Supplied entries
- - - -
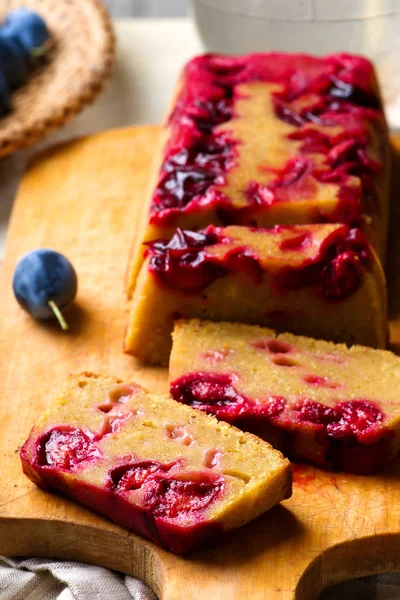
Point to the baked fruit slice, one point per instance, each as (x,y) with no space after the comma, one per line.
(167,472)
(269,139)
(324,281)
(327,404)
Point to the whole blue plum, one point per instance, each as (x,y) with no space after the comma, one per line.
(14,61)
(44,283)
(27,28)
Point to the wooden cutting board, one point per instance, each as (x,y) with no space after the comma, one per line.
(84,199)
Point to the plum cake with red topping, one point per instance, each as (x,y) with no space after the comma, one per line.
(324,281)
(322,403)
(269,139)
(163,470)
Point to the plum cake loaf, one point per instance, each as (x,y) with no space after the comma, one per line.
(324,281)
(167,472)
(327,404)
(269,139)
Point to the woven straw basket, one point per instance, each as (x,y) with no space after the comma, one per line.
(80,62)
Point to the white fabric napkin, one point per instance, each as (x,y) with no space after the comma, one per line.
(46,579)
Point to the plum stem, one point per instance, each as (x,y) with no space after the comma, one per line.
(58,314)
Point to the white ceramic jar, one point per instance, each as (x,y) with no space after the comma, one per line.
(370,27)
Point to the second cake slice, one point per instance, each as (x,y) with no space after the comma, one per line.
(327,404)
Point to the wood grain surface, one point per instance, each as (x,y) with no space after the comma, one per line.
(84,199)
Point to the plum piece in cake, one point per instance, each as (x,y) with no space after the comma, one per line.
(163,470)
(326,404)
(269,139)
(324,281)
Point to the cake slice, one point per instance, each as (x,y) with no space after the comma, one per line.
(327,404)
(324,281)
(269,139)
(167,472)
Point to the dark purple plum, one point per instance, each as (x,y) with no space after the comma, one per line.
(45,283)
- - - -
Given task
Reproduce every line above verbatim, leaving out the pictures.

Result of this task
Point to the baked fruit slice, one point per instance, each as (x,y) with no space after the comma, one per line.
(167,472)
(269,139)
(324,281)
(327,404)
Point to the whole blue plum, one point per instance, each as (x,y) with no space after the comma, one per line.
(14,61)
(44,283)
(27,28)
Point to the wooden cutting board, one point per instance, each as (x,y) with no space after the comma, one per line.
(84,199)
Point to the plum cake with red topping, one point per instance, each as (x,y) with no space after the comma, one per line.
(324,281)
(322,403)
(269,139)
(163,470)
Point to the plum cake loaf, one point per instance, each as (x,y) with no space after the comma, one per line.
(324,281)
(167,472)
(327,404)
(269,139)
Point to the woven straw basket, one point per instance, each as (x,y) with no space after the comma, one per line.
(80,62)
Point to the white fabric napkin, one point per instance, each as (x,y) with no space after the comma, one per line.
(46,579)
Point to the plum stem, one point per instance, each as (x,y) with no space after the comma, one per line.
(58,314)
Point to the white ceramic jar, one point per instance, each as (x,y) with no space after the comma, one per line.
(370,27)
Point to the second cake slice, one point per instance, each as (x,y) with no space after the comma, one per line.
(327,404)
Point to the wood grain surface, one point per instance, each as (x,y) with no space after the comma, one per line.
(84,199)
Point to the plum piece in cake, one point per instance, each as (x,y) with no space after the comma, one per line.
(163,470)
(326,404)
(269,139)
(324,281)
Point to the cake slice, one point per instance, each as (x,y) with no space after the comma, one per line.
(327,404)
(324,281)
(269,139)
(167,472)
Point to the dark purple plum, one point per instance, each as (x,y) with no space after the comma, one per line.
(45,283)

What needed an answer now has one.